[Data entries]
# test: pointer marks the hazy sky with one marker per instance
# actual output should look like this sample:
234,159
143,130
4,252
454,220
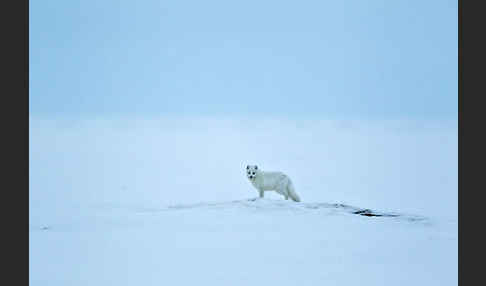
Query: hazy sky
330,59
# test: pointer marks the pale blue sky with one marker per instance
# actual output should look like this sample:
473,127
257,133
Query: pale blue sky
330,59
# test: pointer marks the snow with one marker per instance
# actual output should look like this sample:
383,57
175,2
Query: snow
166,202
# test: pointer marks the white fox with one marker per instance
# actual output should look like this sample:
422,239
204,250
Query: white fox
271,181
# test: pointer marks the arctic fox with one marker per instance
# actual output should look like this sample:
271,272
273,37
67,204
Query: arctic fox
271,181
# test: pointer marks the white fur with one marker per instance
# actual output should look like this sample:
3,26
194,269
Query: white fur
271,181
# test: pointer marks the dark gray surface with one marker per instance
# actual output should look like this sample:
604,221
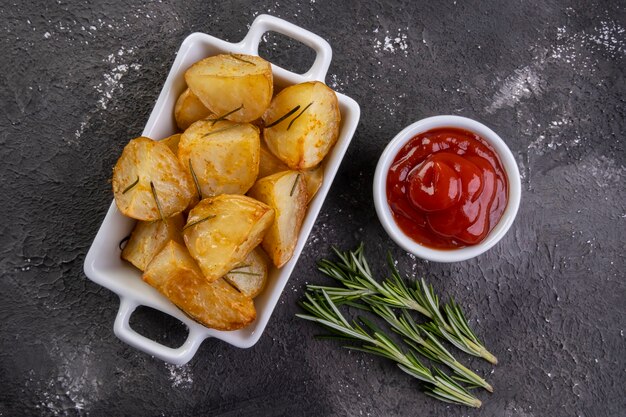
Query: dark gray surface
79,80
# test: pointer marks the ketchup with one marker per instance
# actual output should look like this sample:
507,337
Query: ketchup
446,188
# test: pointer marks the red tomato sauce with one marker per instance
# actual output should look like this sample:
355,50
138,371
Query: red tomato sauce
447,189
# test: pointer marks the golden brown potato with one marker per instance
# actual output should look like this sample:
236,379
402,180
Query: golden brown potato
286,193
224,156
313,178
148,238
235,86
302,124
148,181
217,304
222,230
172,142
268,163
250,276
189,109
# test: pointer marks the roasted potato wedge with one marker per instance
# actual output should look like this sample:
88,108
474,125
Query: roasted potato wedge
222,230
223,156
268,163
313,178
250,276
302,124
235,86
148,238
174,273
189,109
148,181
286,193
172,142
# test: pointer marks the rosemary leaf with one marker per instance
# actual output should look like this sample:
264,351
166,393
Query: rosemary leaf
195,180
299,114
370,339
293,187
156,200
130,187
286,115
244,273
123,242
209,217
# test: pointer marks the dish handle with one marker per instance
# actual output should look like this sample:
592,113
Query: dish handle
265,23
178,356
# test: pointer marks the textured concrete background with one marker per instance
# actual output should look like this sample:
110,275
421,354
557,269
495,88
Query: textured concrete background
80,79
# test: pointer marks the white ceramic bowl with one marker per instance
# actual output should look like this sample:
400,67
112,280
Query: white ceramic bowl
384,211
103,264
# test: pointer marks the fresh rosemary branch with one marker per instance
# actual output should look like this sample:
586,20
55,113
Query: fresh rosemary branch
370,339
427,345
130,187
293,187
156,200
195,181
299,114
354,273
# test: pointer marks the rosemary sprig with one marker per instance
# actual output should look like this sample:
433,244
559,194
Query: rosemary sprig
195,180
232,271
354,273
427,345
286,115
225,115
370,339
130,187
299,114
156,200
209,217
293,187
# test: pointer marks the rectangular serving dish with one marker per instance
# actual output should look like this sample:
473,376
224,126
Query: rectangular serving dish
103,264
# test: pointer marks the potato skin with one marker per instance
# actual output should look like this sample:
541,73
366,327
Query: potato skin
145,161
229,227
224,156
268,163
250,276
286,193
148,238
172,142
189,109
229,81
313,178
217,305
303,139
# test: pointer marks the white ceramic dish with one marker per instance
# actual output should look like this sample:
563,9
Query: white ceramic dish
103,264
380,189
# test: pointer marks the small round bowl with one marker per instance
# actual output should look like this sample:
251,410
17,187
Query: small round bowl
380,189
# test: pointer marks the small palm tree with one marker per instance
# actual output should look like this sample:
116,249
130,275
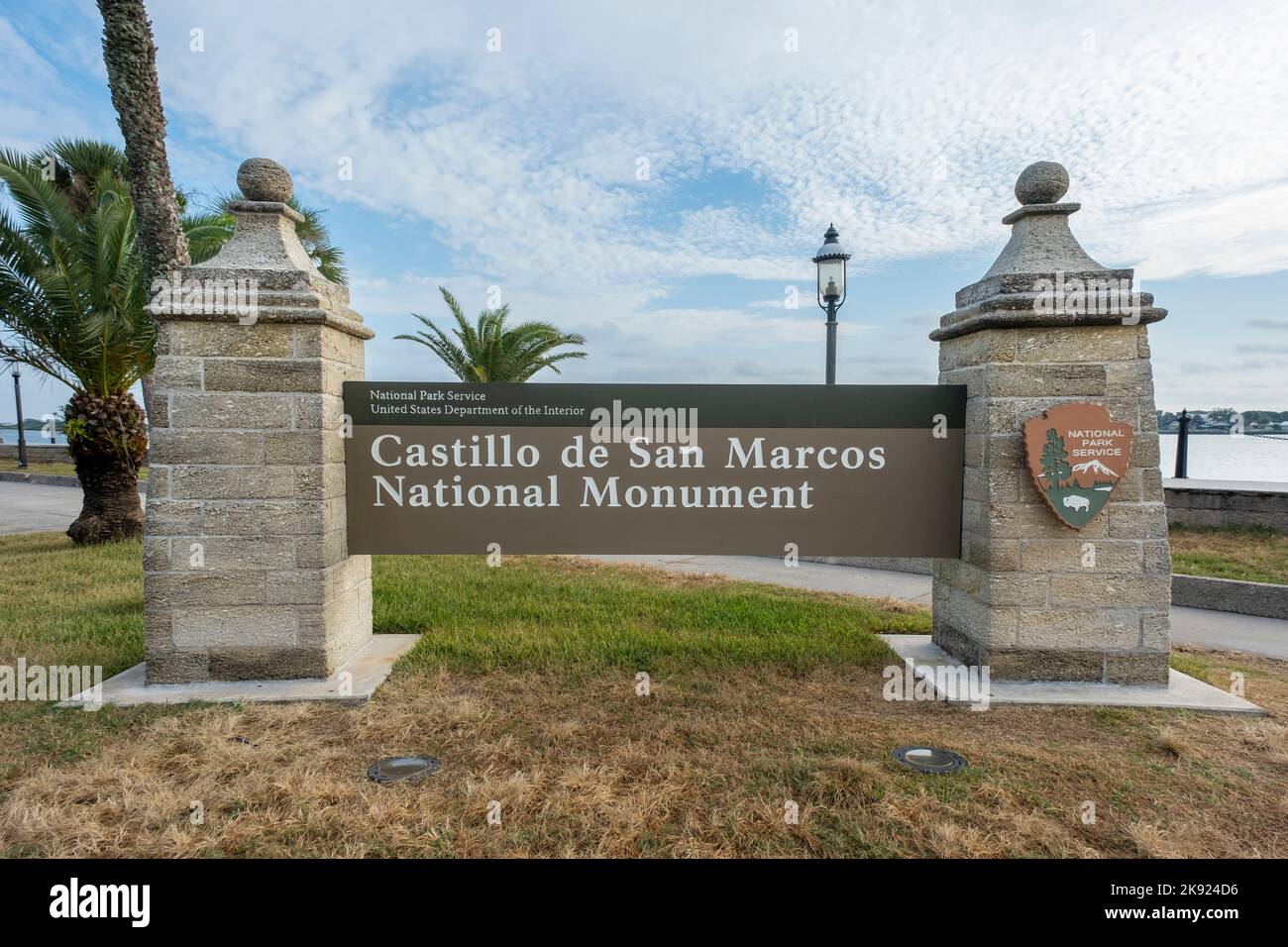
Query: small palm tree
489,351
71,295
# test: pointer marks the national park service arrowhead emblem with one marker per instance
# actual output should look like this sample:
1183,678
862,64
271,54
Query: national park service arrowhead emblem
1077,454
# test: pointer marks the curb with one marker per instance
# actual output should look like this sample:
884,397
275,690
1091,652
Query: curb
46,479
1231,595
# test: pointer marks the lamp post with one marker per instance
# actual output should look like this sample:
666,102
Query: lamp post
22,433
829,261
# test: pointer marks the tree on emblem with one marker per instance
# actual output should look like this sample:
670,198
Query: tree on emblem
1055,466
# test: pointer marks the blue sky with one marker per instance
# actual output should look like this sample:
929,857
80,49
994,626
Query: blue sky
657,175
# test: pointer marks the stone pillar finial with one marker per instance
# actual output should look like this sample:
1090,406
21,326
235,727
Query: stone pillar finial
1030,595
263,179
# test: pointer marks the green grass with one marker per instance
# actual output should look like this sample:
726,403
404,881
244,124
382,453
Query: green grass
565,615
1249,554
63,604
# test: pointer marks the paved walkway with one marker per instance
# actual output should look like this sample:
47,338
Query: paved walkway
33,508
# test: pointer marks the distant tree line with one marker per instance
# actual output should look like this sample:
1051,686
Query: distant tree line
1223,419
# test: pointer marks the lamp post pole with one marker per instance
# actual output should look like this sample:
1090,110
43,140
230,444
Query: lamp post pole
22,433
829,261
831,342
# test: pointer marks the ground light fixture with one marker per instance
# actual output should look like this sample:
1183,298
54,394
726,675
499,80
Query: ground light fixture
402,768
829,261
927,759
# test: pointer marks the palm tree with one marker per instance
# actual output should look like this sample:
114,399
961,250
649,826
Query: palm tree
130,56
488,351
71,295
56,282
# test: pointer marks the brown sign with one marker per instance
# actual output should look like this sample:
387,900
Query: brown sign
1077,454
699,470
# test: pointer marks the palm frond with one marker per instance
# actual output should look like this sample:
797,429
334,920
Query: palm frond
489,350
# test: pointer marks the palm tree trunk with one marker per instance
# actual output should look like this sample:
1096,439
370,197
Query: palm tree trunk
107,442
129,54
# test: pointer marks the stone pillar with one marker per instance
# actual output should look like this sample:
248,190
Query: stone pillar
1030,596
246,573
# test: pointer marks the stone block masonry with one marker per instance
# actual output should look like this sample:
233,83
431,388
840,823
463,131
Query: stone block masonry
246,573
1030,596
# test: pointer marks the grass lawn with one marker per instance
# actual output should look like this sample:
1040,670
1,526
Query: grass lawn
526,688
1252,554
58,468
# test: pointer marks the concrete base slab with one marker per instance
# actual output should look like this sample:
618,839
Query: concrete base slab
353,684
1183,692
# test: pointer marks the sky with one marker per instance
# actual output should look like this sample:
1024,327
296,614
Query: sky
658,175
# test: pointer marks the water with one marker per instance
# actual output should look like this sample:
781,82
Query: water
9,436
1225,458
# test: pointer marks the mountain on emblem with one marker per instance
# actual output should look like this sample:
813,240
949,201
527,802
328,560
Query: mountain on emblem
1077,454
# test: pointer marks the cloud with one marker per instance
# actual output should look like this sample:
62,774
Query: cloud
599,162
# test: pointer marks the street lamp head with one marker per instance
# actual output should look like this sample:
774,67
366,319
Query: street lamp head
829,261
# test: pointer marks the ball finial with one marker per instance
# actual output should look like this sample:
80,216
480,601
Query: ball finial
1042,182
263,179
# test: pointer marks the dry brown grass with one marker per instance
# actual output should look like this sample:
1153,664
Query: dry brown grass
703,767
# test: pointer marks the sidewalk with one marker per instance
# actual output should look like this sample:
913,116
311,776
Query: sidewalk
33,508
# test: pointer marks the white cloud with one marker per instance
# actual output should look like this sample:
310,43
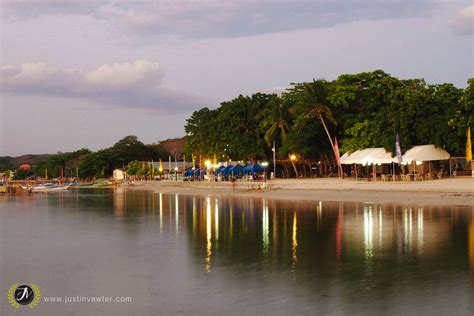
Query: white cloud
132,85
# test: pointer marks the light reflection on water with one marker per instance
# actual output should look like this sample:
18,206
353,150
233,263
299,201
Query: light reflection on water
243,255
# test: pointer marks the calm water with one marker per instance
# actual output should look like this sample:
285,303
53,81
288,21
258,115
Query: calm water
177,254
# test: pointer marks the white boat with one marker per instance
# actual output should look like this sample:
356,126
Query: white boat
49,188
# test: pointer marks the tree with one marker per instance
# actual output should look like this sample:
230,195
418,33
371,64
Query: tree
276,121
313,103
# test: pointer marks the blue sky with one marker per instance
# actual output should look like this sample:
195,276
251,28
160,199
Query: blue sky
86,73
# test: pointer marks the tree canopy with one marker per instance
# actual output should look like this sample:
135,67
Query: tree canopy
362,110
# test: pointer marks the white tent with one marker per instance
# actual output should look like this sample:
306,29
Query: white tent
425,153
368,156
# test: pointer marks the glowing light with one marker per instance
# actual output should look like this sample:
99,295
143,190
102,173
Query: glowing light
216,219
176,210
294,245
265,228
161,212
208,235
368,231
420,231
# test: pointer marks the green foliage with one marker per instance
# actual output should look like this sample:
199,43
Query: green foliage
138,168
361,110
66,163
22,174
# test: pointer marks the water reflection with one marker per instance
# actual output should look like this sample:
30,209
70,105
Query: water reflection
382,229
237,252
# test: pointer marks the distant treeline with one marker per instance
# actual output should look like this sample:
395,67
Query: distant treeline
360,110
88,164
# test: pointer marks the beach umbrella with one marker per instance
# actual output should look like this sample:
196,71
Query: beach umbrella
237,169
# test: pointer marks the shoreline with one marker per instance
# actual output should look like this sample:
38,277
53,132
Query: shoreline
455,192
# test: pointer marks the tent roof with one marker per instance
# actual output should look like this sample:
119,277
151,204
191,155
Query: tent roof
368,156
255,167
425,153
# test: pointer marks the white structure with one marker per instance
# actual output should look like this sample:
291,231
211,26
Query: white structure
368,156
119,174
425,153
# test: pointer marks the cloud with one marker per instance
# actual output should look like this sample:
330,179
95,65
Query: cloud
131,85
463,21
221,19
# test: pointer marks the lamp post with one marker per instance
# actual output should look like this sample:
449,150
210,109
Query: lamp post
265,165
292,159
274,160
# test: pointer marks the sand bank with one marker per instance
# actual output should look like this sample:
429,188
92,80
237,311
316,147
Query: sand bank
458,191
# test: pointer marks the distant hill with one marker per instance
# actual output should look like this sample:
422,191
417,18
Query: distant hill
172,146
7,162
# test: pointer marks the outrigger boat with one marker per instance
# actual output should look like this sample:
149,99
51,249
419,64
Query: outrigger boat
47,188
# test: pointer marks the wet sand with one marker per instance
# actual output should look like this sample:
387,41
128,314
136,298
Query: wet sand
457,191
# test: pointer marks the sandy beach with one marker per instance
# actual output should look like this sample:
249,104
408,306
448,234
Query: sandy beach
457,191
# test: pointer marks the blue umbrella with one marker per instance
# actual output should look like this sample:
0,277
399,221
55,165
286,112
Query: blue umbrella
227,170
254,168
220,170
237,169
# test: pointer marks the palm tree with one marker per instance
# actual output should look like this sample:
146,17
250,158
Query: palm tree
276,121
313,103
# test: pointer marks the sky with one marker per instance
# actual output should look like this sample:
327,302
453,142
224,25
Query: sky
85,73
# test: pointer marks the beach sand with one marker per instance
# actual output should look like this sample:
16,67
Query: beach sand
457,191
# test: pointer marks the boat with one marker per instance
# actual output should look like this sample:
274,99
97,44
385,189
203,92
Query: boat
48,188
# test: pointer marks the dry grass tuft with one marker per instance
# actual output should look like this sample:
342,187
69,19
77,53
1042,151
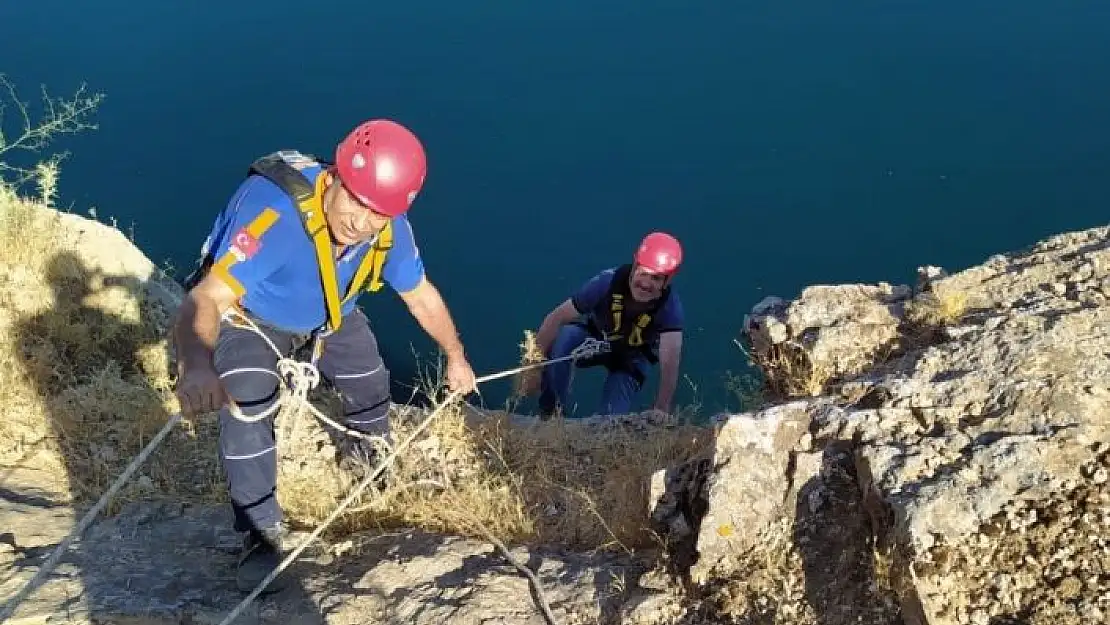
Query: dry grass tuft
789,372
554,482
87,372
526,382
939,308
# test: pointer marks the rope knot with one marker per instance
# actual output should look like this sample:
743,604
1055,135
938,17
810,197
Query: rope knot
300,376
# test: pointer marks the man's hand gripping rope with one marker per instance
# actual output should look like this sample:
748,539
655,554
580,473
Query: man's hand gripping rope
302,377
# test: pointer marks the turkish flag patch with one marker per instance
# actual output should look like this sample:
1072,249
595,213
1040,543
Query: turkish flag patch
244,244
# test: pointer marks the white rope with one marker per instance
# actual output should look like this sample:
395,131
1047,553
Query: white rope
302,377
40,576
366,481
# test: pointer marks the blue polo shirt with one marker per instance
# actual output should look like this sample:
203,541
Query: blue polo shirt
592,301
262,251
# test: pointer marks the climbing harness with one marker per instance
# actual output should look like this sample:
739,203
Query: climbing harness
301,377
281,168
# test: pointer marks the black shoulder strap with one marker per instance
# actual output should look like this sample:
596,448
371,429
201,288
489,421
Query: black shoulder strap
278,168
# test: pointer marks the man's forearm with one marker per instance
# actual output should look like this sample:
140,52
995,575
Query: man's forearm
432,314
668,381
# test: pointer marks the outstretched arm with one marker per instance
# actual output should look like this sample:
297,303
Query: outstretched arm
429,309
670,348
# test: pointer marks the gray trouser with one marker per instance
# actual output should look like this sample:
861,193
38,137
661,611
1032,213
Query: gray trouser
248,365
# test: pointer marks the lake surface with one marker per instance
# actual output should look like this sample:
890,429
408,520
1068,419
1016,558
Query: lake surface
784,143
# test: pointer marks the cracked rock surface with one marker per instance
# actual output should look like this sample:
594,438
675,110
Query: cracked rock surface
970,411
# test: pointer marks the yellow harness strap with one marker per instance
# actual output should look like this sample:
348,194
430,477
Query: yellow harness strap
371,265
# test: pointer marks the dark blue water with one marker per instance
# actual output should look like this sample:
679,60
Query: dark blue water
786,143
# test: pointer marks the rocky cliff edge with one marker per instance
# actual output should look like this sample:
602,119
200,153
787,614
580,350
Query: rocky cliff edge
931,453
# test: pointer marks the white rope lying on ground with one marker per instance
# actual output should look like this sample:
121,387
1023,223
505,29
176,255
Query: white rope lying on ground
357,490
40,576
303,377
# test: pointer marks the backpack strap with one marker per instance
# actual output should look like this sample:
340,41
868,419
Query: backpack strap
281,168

What you need to do
Exact repeat, pictures omitted: give every line from the top of the records down to and including the line with "# test: pointer marks the snow".

Exercise response
# test: pointer marks the hazy sky with one marker per instance
# actual output should look like this sample:
234,159
143,130
4,252
454,220
Query: hazy sky
330,59
# test: pointer marks the pale blue sky with one marker per instance
# actual output should look like this sample:
473,127
257,133
Query: pale blue sky
330,59
# test: pointer marks the snow with one marker per instance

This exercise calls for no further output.